▸ Verilen Metin:

▽

Ankara’nın Başkent Olması

İtilaf Devletlerinin İstanbul’u önce fiilen, sonra da resmen işgal etmeleri ile bu şehir, devlet yönetimi için gereken tam bağımsız bir merkez olma özelliğini yitirmişti.

Bu yüzden İstanbul, millî hareketin yönetilmesi için uygun değildi. Çok eski dönemlerde kurulan, tarih boyunca önemli bir merkez ve ticaret yollarının kavşak noktasında bulunan Ankara, on dokuzuncu yüzyılda yavaş yavaş canlılığını yitirmişti.

1920’lerde Ankara’dan bir görünüm

Birinci Dünya Savaşı sonunda ise geçmişin derin izlerini taşıyan pek çok Anadolu kasabasından biri hâline gelmişti. Seçimlerden hemen sonra İkinci Meclis toplanarak çalışmalarına başladı. İlk iş olarak Lozan Barış Antlaşması’nı onayladı.

△

(Nesne konumu etiketleme verileri)
▽

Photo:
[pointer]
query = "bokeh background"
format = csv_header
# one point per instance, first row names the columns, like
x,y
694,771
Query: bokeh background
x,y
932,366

△
▽

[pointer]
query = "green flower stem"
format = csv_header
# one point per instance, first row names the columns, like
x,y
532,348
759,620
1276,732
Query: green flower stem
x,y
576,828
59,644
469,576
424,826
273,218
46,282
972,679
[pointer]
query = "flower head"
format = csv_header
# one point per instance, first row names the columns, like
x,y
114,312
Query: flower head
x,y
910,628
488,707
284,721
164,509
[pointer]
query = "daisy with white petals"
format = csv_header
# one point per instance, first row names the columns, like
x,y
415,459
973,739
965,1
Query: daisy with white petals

△
▽

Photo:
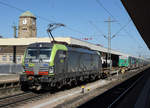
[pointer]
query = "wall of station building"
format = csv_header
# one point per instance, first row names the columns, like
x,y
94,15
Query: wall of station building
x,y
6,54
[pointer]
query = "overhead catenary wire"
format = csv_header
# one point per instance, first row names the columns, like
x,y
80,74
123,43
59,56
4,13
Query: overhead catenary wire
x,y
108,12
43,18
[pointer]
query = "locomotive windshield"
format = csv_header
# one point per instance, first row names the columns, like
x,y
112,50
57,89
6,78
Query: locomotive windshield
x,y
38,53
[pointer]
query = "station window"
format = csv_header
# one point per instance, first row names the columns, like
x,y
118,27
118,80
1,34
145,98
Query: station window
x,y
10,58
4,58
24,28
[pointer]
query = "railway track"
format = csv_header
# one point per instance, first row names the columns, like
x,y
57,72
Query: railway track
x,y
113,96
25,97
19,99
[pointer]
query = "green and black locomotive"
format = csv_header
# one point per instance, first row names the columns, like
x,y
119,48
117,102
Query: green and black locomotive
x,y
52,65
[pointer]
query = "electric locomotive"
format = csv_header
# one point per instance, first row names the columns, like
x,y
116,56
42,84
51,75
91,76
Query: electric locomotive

△

▸ Alıştırmalar:
1 – Verilen metinde “Bu yüzden İstanbul” sözleriyle başlayan paragrafı, temel bilgilerini koruyarak madde listesi hâlinde yeniden yazın.
2 – Ankara’nın başkent oluşunu anlatan metindeki “İtilaf Devletlerinin İstanbul’u önce fiilen, sonra da resmen işgal etmeleri ile bu şehir, devlet yönetimi için gereken tam bağımsız bir merkez olma özelliğini yitirmişti.” cümlesini İngilizceye çevirin.
Veriler metinden bağımsız, ayrı bir malzemedir.

▸ Cevap Anahtarı:
1 –
- İstanbul, millî hareketin yönetilmesi için uygun değildi.
- Ankara çok eski dönemlerde kurulmuştu.
- Ankara tarih boyunca önemli bir merkezdi ve ticaret yollarının kavşak noktasında bulunuyordu.
- On dokuzuncu yüzyılda yavaş yavaş canlılığını yitirmişti.

2 – With the Entente Powers occupying Istanbul first de facto and then officially, this city had lost its character as the fully independent center required for governing the state.